- [Tarefas do exercício]
- a) Copie do texto citado tudo o que vai desde "Dialética da sentença" até "Mancha (UCLM Toledo/Espanha).".
- b) Responda com base no texto citado:
(i) Segundo a taxonomia aristotélica, de que tipo é o silogismo jurídico?
(ii) Sob a "teoria dos quatro discursos", em que plano começa a cognição judicial?
(iii) O que o texto identifica como a premissa maior?

Dialética da sentença

Decisão de juiz não decorre diretamente das premissas

Autor

  • Tiago Bitencourt De David

    é juiz federal substituto da 3ª Região mestre em Direito (PUC-RS) especialista em Direito Processual Civil (UniRitter) especialista em Contratos e Responsabilidade Civil (Escola Verbo Jurídico) e pós-graduado em Direito Civil pela Universidad de Castilla-La Mancha (UCLM Toledo/Espanha).

1 de fevereiro de 2014, 5h04

A apresentação da sentença como uma estrutura composta de uma premissa maior, de uma premissa menor e de uma conclusão decorrente das premissas revela-se como uma forma bastante pobre e incompleta de compreensão do raciocínio judicial. A noção de silogismo jurídico comumente apresentada não reflete minimamente a complexidade do ato de decidir e nem revela como se dá no plano da prática o debate que precede a decisão judicial.

Utilizando a taxonomia aristotélica[1] observamos que o silogismo jurídico é do tipo dialético — e não apodíctico — na medida em que trabalha com interpretações correntes, opiniões dominantes, pontos de vista minoritários e até mesmo inéditos a serem contrastados com o atual estado do conhecimento da questão, em um campo onde impera o provável, reino este diverso daquele âmbito do verdadeiro/falso.

Sob a lente da “teoria dos quatro discursos” de Olavo de Carvalho[2] pode ser dito que a cognição judicial começa no plano do possível, quando da análise da petição inicial[3], em alguns casos passa pelo verossímil (inversão do ônus da prova no Direito do Consumidor) ou, ainda, satisfazendo-se com a verossimilhança para conceder-se uma medida cautelar, findando com um juízo de probabilidade após a instrução probatória — dependendo a procedência de um grau maior ou menor a depender do tipo de demanda, tal como bem pontificado por Danilo Knijnik[4]. E aqui convém lembrar a excelente observação feita por Ovídio Araújo Baptista da Silva[5] ao longo de sua profícua carreira quando tantas vezes advertiu que foi por não se aceitar lidar com juízos de verossimilhança e de probabilidade que demorou-se tanto a aceitar a utilização da antecipação de tutela e, ainda, por adotar-se uma concepção de tempo como algo neutro, tendo a demora um efeito devastador sobre aquele que tem direito e fica na espera da solução do caso, tal como posteriormente foi sumamente bem explicado por Luiz Guilherme Marinoni[6].

A formação da premissa maior (a norma) resulta de um debate sobre a compreensão do sistema jurídico e não é atividade livre de polêmica. A norma não é dada e nem é extraída, mas decorre da atividade hermenêutica de alguém que compreende um determinado texto, um determinado sistema jurídico posto e a partir dele atribui um sentido normativo, algo construído e que decorre da força das fontes jurídicas e da inteligência do intérprete.

- [Registros listados]
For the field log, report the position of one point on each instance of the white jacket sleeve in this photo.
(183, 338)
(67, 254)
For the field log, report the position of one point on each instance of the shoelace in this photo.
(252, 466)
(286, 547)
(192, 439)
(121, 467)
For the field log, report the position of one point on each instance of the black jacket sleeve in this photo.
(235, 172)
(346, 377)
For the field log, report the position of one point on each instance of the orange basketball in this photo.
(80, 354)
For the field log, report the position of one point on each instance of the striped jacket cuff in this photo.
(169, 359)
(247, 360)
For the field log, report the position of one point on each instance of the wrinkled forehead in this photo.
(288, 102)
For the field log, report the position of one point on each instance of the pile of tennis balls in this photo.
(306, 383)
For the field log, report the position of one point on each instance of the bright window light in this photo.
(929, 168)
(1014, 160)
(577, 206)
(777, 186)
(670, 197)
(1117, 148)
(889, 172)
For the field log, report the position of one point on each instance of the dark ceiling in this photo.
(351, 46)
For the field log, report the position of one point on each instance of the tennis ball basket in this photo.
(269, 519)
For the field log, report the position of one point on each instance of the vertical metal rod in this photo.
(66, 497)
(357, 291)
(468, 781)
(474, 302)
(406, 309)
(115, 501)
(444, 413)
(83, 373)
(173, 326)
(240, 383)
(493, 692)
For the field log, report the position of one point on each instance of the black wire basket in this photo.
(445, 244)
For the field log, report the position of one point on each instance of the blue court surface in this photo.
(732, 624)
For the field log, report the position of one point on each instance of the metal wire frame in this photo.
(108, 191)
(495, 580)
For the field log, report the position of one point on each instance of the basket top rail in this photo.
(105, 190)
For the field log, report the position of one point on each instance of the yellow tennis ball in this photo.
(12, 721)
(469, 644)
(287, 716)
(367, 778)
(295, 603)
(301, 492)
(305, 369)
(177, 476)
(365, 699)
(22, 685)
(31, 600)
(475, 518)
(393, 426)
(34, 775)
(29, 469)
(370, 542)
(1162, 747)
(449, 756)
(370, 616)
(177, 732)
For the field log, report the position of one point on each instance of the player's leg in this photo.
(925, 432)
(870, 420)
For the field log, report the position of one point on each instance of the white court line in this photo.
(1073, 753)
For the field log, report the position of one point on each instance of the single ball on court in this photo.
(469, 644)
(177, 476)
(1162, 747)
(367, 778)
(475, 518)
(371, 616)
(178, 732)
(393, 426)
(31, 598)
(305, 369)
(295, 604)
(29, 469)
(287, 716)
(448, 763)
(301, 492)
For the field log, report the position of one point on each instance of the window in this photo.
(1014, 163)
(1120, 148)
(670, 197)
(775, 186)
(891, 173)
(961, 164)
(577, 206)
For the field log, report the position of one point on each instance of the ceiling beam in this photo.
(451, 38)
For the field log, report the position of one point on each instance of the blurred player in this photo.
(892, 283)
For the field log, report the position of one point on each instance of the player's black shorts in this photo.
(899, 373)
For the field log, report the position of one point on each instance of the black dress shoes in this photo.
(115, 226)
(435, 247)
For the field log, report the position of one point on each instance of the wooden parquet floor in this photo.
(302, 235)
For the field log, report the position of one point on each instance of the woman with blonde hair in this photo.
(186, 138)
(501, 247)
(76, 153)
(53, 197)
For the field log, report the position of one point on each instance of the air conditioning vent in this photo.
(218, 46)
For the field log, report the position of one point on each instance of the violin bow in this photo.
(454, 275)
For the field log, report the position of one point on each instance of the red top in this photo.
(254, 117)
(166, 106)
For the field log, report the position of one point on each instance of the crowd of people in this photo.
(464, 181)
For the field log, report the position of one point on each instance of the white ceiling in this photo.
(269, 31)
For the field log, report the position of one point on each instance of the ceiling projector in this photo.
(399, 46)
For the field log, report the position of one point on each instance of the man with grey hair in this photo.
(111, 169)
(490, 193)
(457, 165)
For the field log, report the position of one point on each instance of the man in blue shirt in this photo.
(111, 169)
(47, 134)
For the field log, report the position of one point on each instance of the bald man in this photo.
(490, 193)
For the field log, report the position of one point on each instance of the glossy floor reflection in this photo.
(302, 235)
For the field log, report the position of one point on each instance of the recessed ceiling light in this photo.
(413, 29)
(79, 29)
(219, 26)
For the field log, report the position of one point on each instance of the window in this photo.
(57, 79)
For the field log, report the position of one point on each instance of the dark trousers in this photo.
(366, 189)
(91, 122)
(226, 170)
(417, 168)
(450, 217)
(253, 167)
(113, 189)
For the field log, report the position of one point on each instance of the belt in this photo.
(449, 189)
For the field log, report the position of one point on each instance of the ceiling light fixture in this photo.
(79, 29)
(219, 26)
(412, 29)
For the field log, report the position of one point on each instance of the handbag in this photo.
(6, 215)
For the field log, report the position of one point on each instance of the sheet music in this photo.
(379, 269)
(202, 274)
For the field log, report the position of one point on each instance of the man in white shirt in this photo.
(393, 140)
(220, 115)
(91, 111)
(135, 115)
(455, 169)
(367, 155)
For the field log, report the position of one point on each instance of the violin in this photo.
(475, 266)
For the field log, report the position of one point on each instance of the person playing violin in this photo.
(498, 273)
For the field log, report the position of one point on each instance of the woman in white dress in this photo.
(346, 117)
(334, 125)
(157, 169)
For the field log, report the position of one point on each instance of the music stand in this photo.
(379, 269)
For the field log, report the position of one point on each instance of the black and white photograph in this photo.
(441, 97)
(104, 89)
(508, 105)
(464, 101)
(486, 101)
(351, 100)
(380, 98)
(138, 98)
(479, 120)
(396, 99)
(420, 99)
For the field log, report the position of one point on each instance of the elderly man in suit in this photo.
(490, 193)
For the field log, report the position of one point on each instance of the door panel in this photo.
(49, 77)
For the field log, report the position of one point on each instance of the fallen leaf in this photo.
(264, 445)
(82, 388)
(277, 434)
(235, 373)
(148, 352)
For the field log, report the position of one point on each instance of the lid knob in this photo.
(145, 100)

- [Os resultados]
- a)
Dialética da sentença

Decisão de juiz não decorre diretamente das premissas

Autor

  • Tiago Bitencourt De David

    é juiz federal substituto da 3ª Região mestre em Direito (PUC-RS) especialista em Direito Processual Civil (UniRitter) especialista em Contratos e Responsabilidade Civil (Escola Verbo Jurídico) e pós-graduado em Direito Civil pela Universidad de Castilla-La Mancha (UCLM Toledo/Espanha).

- b)
(i) É do tipo dialético, e não apodíctico.
(ii) Começa no plano do possível, quando da análise da petição inicial.
(iii) A norma.